For the records below, give the number of lines containing the word "flower" and no other text.

◆ Source material
•••

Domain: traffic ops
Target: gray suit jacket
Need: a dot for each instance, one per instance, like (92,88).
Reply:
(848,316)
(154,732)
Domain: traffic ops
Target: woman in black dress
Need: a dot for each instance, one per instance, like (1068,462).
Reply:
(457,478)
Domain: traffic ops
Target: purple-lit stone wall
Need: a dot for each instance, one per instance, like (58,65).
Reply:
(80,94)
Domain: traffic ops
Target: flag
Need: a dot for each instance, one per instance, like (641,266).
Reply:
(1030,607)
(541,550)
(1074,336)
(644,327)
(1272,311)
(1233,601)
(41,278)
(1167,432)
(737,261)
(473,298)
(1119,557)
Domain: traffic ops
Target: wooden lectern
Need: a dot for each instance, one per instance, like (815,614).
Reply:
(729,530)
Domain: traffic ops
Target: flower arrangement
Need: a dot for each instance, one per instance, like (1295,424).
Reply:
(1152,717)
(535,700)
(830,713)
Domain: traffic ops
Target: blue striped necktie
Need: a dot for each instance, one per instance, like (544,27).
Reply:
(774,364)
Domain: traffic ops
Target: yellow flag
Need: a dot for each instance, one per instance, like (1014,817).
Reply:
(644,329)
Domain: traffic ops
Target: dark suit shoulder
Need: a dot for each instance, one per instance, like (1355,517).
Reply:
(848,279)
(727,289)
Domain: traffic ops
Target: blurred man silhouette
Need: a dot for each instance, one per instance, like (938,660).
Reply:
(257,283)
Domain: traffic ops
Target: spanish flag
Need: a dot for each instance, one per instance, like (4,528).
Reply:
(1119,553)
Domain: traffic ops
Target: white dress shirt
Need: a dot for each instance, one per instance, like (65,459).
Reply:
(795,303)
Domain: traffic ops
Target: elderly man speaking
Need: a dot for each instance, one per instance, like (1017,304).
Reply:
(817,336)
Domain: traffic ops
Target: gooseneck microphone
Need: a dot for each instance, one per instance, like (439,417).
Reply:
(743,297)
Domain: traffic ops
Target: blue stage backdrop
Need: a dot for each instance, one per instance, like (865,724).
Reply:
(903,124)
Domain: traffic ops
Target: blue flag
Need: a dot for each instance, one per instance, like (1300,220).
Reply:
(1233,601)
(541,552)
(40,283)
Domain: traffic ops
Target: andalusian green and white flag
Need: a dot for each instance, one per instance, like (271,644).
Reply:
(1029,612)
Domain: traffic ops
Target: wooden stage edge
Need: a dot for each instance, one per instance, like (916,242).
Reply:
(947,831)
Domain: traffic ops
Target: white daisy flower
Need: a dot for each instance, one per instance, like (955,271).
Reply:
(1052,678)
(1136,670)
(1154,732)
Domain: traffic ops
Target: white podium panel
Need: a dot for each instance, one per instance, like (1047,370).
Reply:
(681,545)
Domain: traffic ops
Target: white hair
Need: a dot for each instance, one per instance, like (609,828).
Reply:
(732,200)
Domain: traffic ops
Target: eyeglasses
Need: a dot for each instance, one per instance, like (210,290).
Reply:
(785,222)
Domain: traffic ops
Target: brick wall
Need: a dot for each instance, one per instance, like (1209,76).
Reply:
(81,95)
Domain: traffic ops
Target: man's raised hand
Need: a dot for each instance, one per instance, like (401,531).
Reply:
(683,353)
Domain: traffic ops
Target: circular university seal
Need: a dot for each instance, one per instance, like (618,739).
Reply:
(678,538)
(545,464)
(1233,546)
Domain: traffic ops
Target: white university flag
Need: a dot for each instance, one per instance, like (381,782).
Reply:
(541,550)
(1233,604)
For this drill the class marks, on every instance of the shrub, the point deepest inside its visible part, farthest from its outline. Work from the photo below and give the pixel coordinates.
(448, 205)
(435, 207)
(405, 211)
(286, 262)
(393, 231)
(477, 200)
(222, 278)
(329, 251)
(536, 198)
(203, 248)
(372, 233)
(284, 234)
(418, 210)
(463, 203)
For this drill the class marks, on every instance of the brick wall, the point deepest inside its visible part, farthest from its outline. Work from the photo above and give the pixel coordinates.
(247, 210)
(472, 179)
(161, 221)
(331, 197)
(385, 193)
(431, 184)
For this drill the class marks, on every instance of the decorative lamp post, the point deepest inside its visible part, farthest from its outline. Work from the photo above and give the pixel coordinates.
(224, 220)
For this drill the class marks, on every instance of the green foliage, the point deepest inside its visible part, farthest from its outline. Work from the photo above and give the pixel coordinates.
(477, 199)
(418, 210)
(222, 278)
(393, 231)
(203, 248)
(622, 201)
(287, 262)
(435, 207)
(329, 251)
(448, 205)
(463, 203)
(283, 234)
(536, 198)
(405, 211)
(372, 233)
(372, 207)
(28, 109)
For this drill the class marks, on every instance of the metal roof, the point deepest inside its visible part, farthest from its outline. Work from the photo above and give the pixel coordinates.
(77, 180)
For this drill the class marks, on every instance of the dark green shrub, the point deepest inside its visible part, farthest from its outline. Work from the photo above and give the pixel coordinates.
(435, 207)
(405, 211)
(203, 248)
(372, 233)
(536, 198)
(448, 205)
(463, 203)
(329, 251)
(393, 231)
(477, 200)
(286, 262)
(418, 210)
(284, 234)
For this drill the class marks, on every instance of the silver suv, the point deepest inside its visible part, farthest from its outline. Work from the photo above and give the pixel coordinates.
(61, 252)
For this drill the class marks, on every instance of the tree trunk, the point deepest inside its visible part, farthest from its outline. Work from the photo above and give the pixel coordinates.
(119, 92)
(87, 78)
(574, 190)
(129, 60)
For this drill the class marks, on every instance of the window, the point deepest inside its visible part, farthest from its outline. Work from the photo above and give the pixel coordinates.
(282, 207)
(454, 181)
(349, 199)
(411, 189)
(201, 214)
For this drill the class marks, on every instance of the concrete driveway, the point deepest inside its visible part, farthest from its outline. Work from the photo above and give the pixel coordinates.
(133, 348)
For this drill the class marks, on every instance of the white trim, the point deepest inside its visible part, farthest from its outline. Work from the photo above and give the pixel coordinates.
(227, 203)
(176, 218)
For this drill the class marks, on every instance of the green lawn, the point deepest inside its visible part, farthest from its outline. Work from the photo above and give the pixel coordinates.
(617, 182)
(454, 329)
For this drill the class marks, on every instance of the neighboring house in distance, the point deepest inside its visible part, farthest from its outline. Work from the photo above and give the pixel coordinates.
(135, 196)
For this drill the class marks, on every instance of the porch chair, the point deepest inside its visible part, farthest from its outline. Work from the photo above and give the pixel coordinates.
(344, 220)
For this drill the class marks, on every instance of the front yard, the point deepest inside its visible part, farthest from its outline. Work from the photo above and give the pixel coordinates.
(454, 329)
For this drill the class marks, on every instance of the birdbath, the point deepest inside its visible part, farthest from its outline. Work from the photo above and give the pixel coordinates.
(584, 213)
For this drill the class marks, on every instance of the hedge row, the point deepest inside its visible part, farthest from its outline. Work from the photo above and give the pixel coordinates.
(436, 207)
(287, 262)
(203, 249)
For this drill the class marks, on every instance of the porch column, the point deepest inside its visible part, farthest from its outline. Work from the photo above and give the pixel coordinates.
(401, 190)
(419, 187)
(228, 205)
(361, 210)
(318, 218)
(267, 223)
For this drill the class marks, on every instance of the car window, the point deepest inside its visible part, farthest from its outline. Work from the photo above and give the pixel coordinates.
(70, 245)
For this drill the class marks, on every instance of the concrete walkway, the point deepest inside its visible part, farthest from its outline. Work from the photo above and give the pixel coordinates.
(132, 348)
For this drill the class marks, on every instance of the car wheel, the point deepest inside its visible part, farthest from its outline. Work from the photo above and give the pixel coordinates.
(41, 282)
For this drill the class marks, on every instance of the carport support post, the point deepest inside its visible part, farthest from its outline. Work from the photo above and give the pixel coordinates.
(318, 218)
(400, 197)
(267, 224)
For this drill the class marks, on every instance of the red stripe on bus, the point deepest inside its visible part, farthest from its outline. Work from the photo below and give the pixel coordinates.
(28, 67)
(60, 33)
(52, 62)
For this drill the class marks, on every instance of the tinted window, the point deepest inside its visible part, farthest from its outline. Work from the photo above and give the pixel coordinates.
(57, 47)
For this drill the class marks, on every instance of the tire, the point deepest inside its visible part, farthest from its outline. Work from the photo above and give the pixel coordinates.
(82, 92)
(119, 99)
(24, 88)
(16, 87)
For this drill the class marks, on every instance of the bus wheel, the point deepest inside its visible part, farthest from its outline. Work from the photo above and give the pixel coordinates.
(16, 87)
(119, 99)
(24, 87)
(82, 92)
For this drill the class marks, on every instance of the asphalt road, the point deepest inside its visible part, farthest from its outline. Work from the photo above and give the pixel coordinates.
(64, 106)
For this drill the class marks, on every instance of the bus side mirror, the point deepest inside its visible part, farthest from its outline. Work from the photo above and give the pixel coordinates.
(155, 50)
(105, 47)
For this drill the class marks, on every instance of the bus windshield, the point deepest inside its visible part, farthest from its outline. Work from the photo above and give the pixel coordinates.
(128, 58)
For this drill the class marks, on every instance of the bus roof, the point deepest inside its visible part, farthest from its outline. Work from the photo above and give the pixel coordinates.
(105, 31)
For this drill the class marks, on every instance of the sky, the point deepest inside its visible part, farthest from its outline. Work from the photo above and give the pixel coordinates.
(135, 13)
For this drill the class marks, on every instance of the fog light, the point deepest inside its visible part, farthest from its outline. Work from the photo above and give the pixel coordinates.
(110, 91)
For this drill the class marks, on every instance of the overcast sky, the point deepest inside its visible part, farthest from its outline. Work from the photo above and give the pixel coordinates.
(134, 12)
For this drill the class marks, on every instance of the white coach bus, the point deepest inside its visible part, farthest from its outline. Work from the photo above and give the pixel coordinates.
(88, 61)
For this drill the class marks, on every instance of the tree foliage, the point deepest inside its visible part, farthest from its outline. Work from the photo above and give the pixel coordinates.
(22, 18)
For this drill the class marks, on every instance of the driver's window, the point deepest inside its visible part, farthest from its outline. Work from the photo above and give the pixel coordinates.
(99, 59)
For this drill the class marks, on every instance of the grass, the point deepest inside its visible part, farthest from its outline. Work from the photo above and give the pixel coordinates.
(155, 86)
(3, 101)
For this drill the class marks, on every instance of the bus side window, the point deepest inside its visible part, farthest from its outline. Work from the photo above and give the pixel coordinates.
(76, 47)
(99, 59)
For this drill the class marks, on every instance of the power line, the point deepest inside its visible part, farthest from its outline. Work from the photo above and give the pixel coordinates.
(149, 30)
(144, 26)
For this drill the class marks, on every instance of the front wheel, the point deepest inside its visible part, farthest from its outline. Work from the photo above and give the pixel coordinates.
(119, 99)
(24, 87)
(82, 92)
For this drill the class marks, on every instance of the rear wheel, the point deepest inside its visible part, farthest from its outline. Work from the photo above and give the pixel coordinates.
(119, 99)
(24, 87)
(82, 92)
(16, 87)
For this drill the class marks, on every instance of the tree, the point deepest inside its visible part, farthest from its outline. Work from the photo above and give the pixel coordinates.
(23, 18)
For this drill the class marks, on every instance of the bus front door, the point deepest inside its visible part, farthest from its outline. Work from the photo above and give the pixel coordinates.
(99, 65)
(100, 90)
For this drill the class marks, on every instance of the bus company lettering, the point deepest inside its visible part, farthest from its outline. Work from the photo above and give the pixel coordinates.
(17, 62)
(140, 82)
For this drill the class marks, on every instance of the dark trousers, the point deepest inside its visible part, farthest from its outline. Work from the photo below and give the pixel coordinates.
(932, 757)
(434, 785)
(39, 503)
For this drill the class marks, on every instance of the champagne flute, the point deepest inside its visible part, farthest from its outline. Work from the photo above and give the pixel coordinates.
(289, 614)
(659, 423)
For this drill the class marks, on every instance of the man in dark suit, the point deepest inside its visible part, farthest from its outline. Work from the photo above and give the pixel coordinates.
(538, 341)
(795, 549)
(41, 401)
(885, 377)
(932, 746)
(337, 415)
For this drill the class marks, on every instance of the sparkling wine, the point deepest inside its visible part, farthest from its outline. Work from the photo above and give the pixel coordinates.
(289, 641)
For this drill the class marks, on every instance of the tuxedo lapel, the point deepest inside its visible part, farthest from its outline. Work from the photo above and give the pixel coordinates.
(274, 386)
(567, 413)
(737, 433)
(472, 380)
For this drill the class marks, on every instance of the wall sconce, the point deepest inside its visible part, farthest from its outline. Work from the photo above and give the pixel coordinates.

•••

◆ Response below
2